# [Extract provided]
The violence spread to Orlando West, a UDF stronghold. A house belonging to high-ranking AZAPO leader Jefferson Lengane was set alight. Members of the UDF-aligned Soweto Youth Congress (SOYCO) were blamed for the attack. Four SOYCO members – Edwin Vuyani Nkomo, Mbulelo Mabena, Msilana Ronnel Sishange and Oscar Amos Mlangeni – were abducted, tortured and murdered for burning Lengane’s house. At the TRC, three men applied for amnesty for their role in killing the four SOYCO members. The applicants – Joseph Hlasa, Anastasios Mphoreng and Ernest Thandakubona – gave details of their involvement in the attack.
The violence spread to other parts of Soweto where there was a significantly large following for AZAPO and UDF. It soon reached Dlamini and Chiawelo, both considered AZAPO strongholds. In Dlamini, several members of George Wauchope’s family were gunned down in attacks by people believed to have been aligned to the UDF. Wauchope was at one stage General Secretary of BPC and later of AZAPO. The violence spread to Zola and Emndeni, both AZAPO strongholds. Here among those attacked was the family of former AZAPO president Khehla Mthembu.

# [Stored records]

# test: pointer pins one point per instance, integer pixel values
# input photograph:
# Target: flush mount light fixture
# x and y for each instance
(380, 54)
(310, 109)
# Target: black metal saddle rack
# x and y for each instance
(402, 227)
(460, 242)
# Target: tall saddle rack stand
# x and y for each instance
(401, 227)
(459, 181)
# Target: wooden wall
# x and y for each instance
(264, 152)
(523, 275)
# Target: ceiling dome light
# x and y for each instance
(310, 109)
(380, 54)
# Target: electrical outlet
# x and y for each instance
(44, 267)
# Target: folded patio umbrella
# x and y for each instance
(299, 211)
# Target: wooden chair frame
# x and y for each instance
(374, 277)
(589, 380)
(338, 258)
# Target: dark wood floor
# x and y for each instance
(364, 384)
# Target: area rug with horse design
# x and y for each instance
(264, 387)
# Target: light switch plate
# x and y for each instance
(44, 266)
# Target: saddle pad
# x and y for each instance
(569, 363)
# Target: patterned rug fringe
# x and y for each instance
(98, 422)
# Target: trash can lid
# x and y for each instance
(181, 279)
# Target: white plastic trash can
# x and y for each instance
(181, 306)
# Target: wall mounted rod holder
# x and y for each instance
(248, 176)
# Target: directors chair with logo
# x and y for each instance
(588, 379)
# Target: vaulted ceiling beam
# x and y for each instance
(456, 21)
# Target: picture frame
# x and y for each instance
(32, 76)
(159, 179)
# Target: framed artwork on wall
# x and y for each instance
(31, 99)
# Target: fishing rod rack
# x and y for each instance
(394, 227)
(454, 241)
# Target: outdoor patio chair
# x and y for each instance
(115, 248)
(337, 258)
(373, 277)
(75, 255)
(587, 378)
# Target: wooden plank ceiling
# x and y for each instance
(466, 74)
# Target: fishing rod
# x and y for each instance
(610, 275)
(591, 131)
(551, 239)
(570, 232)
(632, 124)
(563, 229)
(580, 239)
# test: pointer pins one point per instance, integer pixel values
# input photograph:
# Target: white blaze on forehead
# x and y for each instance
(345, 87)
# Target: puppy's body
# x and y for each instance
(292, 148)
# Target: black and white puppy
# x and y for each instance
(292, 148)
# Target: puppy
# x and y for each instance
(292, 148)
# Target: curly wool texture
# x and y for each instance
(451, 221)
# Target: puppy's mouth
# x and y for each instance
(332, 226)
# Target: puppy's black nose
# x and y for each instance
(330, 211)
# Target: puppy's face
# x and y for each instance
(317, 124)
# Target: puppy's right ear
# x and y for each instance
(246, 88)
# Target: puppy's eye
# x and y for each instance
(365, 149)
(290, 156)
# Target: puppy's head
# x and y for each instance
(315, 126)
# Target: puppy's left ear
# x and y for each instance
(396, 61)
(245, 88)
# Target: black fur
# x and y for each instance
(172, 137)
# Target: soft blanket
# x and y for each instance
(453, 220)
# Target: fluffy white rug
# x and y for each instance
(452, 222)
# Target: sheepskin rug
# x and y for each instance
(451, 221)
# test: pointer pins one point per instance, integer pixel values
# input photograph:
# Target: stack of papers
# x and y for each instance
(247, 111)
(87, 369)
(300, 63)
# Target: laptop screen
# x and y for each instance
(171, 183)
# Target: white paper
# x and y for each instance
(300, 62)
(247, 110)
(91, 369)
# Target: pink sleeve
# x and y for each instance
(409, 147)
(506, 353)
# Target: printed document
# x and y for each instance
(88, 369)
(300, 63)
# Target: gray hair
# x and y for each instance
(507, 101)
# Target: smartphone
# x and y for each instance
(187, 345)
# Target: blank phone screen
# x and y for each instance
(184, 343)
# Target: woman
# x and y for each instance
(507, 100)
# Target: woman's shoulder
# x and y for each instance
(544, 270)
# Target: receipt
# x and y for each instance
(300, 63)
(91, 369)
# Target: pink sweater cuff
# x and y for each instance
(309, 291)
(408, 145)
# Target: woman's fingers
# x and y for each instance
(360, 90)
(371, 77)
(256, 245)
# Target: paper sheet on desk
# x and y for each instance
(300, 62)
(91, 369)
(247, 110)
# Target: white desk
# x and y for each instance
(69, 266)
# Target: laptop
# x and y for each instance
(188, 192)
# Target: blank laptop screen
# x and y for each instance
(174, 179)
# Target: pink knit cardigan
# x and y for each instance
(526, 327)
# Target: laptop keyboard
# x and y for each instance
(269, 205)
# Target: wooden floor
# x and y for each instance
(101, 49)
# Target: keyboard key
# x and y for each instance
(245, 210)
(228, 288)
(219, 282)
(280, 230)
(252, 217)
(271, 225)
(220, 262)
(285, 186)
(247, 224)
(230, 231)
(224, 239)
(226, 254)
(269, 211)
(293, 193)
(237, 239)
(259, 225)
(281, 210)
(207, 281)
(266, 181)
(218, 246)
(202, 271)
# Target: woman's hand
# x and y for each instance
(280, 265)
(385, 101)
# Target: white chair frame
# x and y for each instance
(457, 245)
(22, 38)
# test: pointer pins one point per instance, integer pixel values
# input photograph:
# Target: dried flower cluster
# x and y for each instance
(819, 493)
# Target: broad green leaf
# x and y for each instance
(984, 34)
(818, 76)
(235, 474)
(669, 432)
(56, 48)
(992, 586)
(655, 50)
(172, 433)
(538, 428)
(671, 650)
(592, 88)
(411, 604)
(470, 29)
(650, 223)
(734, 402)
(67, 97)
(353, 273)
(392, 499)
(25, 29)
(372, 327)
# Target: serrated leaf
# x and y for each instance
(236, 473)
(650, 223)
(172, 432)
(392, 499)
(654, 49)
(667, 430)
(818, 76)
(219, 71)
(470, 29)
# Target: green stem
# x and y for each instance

# [Stated goal]
Using the passage on violence in Soweto, decide whether each statement agrees with it, answering yes or no and quoting the words from the passage that settle it: 1. Orlando West was a UDF stronghold. 2. Three men applied for amnesty at the TRC for killing the four SOYCO members. 3. Dlamini and Chiawelo were regarded as UDF strongholds. These entries are separate material from the passage on violence in Soweto.

# [Exercise result]
1. Yes: "The violence spread to Orlando West, a UDF stronghold."
2. Yes: "At the TRC, three men applied for amnesty for their role in killing the four SOYCO members."
3. No: "It soon reached Dlamini and Chiawelo, both considered AZAPO strongholds."